**Source document:**

The following article is part of conference coverage from the 2019 American Academy of Neurology Annual Meeting (AAN 2019) in Philadelphia, PA. MPR’s staff will be reporting breaking news associated with research conducted by leading experts in neurology. Check back for the latest news from AAN 2019.
PHILADELPHIA – Compared with placebo, eculizumab (Soliris®, Alexion Pharmaceuticals, Inc.) had a significantly lower risk of relapse in patients with anti-aquaporin-4 (AQP4) auto antibody-positive neuromyelitis optica spectrum disorder (NMOSD), according to a study presented at the 2019 American Academy of Neurology Annual Meeting, held May 4-10, 2019, in Philadelphia, and simultaneously published in the New England Journal of Medicine.1,2
In this phase 3, randomized, double-blind, placebo-controlled, time-to-event trial (PREVENT; ClinicalTrials.gov identifier: NCT01892345), patients from 70 sites in 18 countries were randomly assigned in a 2:1 ratio to receive either intravenous eculizumab or matched placebo. Patients received 900 mg of eculizumab weekly for the first 4 doses starting on day 1, followed by 1200mg every 2 weeks starting at week 4, or a matched placebo.
The continued use of stable-dose immunosuppressive therapy was permitted, including those who received rituximab but not within 3 months before enrolling in the trial. Because of incompatibility between rituximab mechanism of action and that of the terminal complement inhibitor eculizumab, rituximab was not permitted as concomitant immunosuppressive therapy. Moreover, since eculizumab increases the risk for meningococcal and encapsulated bacterial infection by blocking the terminal complement system, all patients were vaccinated against Neisseria meningitidis before receiving eculizumab.

**To do:**
[1] List the terms the eculizumab article uses to describe the design of the PREVENT trial.
[2] Please copy the eculizumab article from "The following article" up to and including "from AAN 2019.".

**Data extract:**
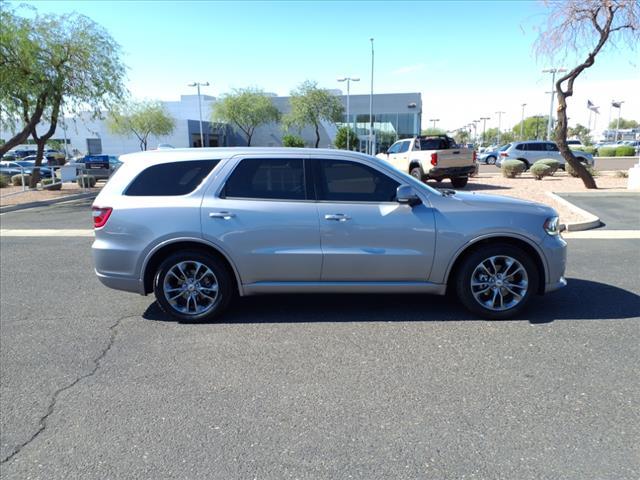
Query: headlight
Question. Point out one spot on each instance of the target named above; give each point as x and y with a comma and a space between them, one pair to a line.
552, 225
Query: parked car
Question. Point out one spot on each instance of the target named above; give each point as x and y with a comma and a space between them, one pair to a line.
197, 226
100, 166
531, 151
492, 156
433, 157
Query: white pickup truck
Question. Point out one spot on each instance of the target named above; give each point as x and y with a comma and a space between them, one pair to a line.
432, 157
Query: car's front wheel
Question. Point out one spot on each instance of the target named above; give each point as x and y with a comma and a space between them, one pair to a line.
192, 286
497, 281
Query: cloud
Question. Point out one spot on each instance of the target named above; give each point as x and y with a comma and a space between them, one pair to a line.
409, 69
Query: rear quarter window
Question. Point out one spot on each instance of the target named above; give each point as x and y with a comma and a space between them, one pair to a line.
170, 179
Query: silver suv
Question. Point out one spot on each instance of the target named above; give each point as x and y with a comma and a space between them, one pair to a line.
198, 226
533, 150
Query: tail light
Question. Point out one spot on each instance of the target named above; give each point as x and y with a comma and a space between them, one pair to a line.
100, 216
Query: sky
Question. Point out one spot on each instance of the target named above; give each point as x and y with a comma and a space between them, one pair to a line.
468, 59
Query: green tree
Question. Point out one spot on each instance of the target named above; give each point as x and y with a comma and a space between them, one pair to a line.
247, 109
292, 141
584, 27
624, 123
311, 105
432, 131
341, 139
51, 62
581, 132
141, 119
534, 127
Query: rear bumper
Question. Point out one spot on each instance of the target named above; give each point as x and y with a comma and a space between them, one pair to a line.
438, 172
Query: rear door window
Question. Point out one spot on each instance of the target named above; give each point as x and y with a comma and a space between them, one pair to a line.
170, 179
267, 178
345, 181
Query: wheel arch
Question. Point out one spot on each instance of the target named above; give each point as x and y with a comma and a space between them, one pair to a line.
516, 241
161, 251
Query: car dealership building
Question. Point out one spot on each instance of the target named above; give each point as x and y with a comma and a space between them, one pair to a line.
395, 115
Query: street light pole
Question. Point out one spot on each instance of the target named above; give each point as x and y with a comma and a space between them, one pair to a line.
372, 146
198, 85
348, 80
484, 128
553, 72
499, 125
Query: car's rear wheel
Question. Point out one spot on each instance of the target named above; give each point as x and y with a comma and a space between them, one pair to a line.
459, 182
496, 282
417, 172
192, 286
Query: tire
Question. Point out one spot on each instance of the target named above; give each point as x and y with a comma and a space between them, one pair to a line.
209, 270
459, 182
417, 172
522, 285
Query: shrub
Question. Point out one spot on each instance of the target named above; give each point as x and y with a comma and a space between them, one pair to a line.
539, 170
86, 181
512, 168
292, 141
16, 180
625, 151
607, 152
51, 184
569, 169
554, 165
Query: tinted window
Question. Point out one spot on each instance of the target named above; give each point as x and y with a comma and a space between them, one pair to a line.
404, 146
281, 179
341, 180
177, 178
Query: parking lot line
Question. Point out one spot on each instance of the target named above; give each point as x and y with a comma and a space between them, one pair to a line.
12, 232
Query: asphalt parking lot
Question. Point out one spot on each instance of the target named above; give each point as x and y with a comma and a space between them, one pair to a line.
100, 384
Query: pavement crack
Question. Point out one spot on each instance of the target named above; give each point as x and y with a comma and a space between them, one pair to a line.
42, 424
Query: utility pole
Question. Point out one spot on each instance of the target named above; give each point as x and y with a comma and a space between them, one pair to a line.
372, 147
198, 85
499, 125
348, 80
484, 128
553, 72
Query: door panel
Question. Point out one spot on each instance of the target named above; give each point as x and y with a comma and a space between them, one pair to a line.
271, 238
376, 242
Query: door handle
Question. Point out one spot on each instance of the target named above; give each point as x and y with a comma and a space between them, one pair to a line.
224, 215
338, 217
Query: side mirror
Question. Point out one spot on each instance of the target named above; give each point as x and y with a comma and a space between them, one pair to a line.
405, 195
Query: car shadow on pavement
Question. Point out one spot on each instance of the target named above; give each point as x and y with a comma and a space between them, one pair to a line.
580, 300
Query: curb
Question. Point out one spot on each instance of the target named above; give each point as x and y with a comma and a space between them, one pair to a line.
591, 222
45, 203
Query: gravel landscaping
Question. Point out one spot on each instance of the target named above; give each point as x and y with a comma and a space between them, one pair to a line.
527, 188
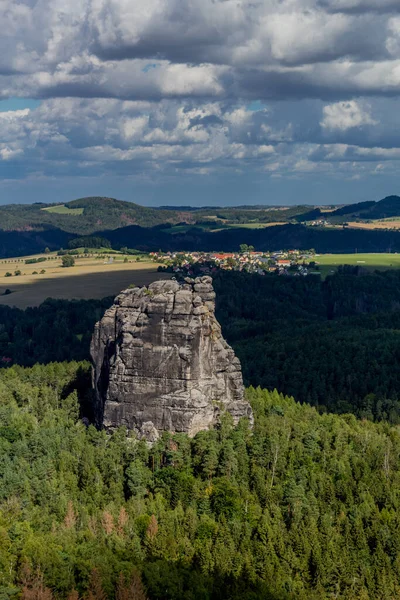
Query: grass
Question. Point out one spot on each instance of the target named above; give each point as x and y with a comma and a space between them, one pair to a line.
390, 223
89, 278
329, 262
258, 225
61, 209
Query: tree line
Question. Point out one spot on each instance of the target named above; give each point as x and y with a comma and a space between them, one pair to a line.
303, 507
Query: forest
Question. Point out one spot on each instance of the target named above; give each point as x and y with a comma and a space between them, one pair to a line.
28, 229
303, 507
334, 344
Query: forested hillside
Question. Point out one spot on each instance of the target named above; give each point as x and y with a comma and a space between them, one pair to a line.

**Task-by-task solutions:**
[1] phase 3, randomized, double-blind, placebo-controlled, time-to-event

[2]
The following article is part of conference coverage from the 2019 American Academy of Neurology Annual Meeting (AAN 2019) in Philadelphia, PA. MPR’s staff will be reporting breaking news associated with research conducted by leading experts in neurology. Check back for the latest news from AAN 2019.